* **Your goal**: From the line that contains "Phrase: wooden wheel structure" to the end of the records below, copy every line exactly. Both the first and last of these lines count.

* **Records supplied**:
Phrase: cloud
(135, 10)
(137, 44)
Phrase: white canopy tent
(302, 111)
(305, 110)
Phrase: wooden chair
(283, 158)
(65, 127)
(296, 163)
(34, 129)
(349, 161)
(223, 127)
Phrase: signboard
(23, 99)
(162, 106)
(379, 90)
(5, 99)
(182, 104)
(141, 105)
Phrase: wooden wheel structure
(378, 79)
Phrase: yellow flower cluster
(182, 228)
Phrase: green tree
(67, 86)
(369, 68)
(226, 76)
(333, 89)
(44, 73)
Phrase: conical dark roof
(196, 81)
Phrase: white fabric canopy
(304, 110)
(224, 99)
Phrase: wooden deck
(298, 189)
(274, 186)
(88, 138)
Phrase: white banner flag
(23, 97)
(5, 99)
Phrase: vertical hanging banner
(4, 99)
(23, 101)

* **Task result**:
Phrase: wooden wheel structure
(378, 79)
Phrase: yellow flower cluster
(182, 228)
Phrase: green tree
(67, 86)
(369, 68)
(226, 76)
(333, 89)
(44, 73)
Phrase: conical dark roof
(196, 81)
Phrase: white fabric canopy
(304, 110)
(224, 99)
Phrase: wooden deck
(298, 189)
(274, 186)
(88, 138)
Phrase: white banner flag
(23, 97)
(5, 99)
Phrase: vertical hanging banner
(4, 99)
(23, 101)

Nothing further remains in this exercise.